Work instructions. Retype all the entries word for word, but omit the pictures.
=== Begin Enclosure ===
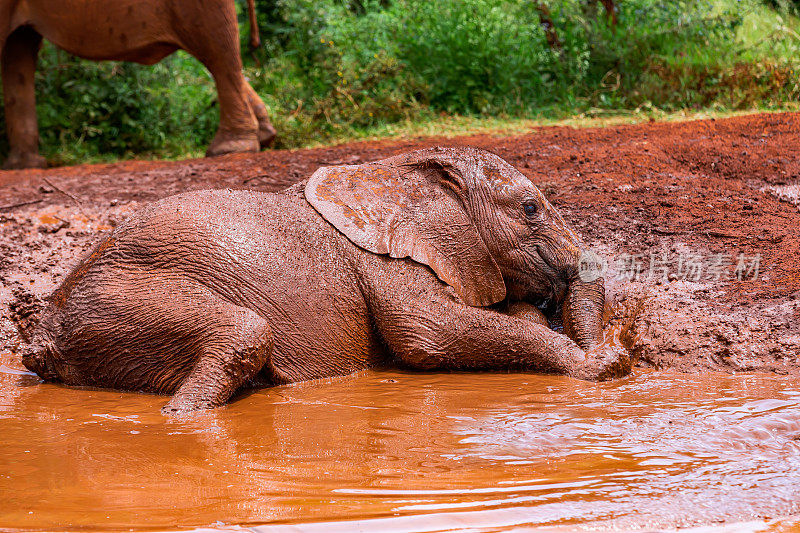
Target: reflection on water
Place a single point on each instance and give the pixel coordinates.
(417, 451)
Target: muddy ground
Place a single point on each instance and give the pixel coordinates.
(699, 221)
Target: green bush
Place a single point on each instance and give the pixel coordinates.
(331, 69)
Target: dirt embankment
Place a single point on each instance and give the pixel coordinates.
(700, 221)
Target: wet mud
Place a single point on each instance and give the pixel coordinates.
(697, 223)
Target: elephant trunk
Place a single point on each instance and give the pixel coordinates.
(582, 312)
(583, 305)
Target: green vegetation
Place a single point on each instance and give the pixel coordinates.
(342, 69)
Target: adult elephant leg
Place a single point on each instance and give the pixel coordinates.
(266, 131)
(18, 64)
(237, 346)
(213, 38)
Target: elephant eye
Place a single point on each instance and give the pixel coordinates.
(530, 210)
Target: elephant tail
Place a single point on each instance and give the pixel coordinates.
(39, 356)
(255, 38)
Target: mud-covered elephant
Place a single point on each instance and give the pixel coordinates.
(434, 260)
(144, 31)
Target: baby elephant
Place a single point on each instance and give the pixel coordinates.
(435, 260)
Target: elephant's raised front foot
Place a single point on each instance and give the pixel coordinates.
(24, 160)
(604, 362)
(232, 144)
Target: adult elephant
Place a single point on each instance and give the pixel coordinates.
(143, 31)
(435, 260)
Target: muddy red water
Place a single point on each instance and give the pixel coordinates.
(706, 431)
(655, 449)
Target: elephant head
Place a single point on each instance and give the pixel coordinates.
(475, 220)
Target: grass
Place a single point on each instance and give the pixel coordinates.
(333, 71)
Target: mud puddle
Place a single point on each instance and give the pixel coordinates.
(410, 451)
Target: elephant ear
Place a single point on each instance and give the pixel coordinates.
(407, 207)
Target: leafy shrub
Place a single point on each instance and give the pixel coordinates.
(329, 69)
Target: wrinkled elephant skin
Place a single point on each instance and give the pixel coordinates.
(432, 260)
(144, 31)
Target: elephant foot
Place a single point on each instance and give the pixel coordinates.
(26, 160)
(232, 145)
(266, 135)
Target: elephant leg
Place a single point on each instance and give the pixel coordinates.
(239, 345)
(18, 64)
(214, 41)
(266, 131)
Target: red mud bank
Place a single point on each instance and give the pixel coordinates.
(699, 223)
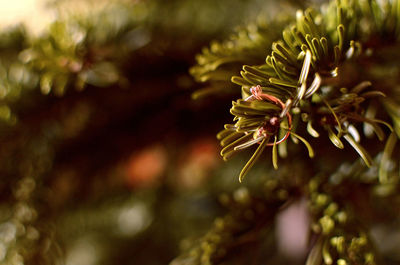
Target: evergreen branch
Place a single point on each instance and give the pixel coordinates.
(307, 70)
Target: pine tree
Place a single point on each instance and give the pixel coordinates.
(107, 155)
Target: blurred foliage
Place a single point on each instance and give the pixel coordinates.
(105, 159)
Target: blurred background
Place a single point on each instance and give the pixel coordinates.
(105, 158)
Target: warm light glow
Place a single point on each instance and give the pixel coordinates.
(30, 12)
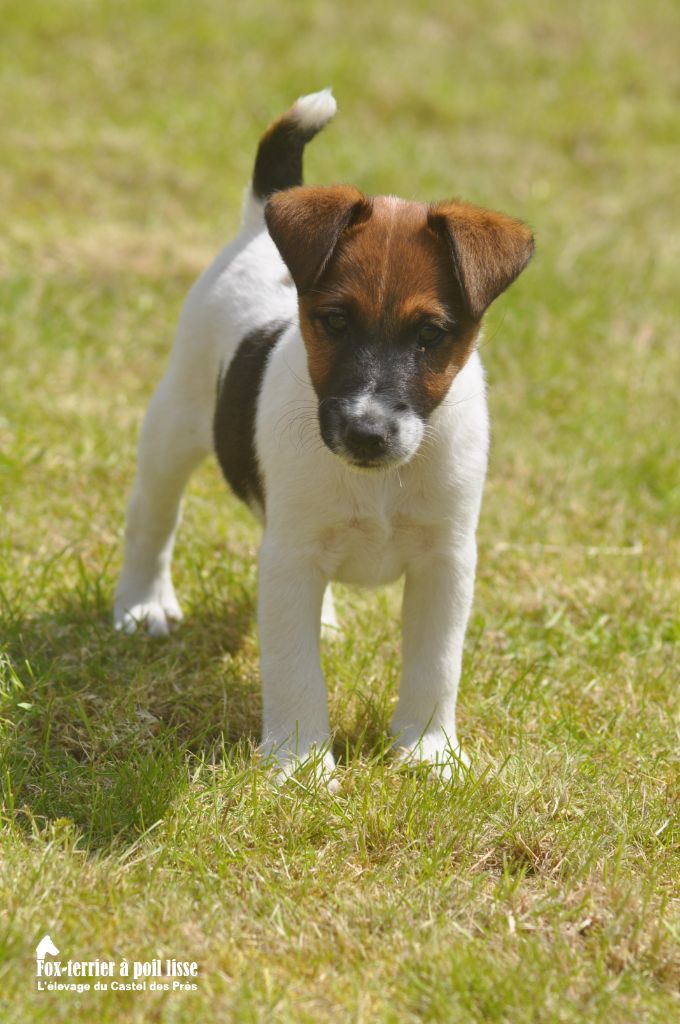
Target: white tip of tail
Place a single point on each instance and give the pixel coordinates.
=== End Enclosure ===
Your response.
Target: reflection on water
Place a single point on each instance and give the pixel coordinates.
(417, 451)
Target: muddy ground
Place a single point on each instance and give the pixel coordinates.
(699, 221)
Target: green bush
Place a single point on each instance and give the pixel coordinates.
(331, 69)
Target: dirt embankment
Place a single point on each instance and give the pixel coordinates.
(700, 221)
Target: wet mud
Place a single point on each instance and give the pixel coordinates.
(697, 223)
Target: elephant trunk
Place a single point on each instance and give the pixel coordinates.
(582, 312)
(583, 305)
Target: green vegetation
Place a single point on each instance and give the pixel coordinates.
(342, 69)
Target: adult elephant leg
Place a single point on each instance and give the pixel coordinates.
(266, 131)
(18, 64)
(237, 346)
(213, 38)
Target: elephant eye
Place a single point on each instance and give the pixel coordinates.
(530, 210)
Target: elephant tail
Place a single point on each instance and give the pixel coordinates.
(39, 356)
(255, 38)
Target: mud-covered elephant
Place a single point on each instance and give the pixel coordinates.
(434, 260)
(144, 31)
Target: baby elephant
Place a single point on each instance and give the pixel coordinates.
(435, 260)
Target: elephant's raised front foot
Place a single point on each instance and give the pixel coordinates.
(24, 160)
(604, 362)
(232, 144)
Target: adult elephant
Place a single point on each instance and give the pixel coordinates.
(143, 31)
(435, 260)
Target: muddy red water
Place a single point on each instance and give the pixel coordinates.
(706, 431)
(655, 449)
Target: elephant head
Place a single point on each instance and give the pixel coordinates.
(475, 220)
Target: grass
Place a single point on each instance and give the pixel coordinates.
(333, 71)
Target: mud puddle
Place a single point on each instance and give the pixel coordinates.
(410, 451)
Target: elephant ear
Place a single point on each instance and give the pixel coordinates.
(407, 207)
Target: leafy shrub
Place a single point on each instance and give the pixel coordinates.
(329, 69)
Target: wrinkled elephant skin
Place a single point on each instance and give the pixel coordinates.
(432, 260)
(144, 31)
Target: elephant foot
Place a single point on each instance and give the pixel coordinates.
(26, 160)
(232, 145)
(266, 135)
Target: elephant leg
Place a single point on each instance and give the pixel coordinates.
(239, 345)
(18, 64)
(214, 41)
(266, 131)
Target: red mud bank
Place a single point on each instance and give the pixel coordinates.
(699, 223)
Target: evergreen branch
Place a single point on each instance and give the pixel coordinates.
(307, 70)
Target: pine tree
Place a single point on each instance and give the pixel coordinates.
(107, 155)
Target: blurred foliage
Place a single point on each instance and give the pixel coordinates.
(105, 159)
Target: blurred background
Place a single point on each instance and give the pixel coordinates.
(105, 158)
Target: warm light glow
Place a single point on each instance and give the pixel coordinates.
(30, 12)
Target: white tip of tail
Place a single point on each instance and give the pixel coordinates.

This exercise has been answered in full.